[BEGIN Data section]

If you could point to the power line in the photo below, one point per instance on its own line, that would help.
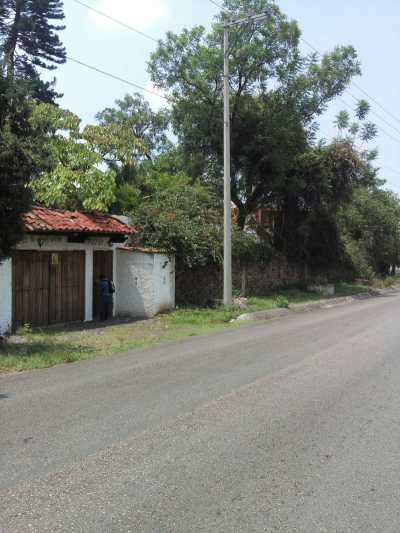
(383, 119)
(118, 78)
(117, 21)
(218, 5)
(347, 91)
(391, 169)
(380, 127)
(376, 102)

[END Data section]

- **Directions**: Can you print out the records above word for word, omitting the pictures?

- **Reply**:
If you could point to the power line in the photo below, one point per instance on its own line, that would help.
(383, 119)
(118, 78)
(117, 21)
(218, 5)
(347, 91)
(391, 169)
(380, 127)
(376, 102)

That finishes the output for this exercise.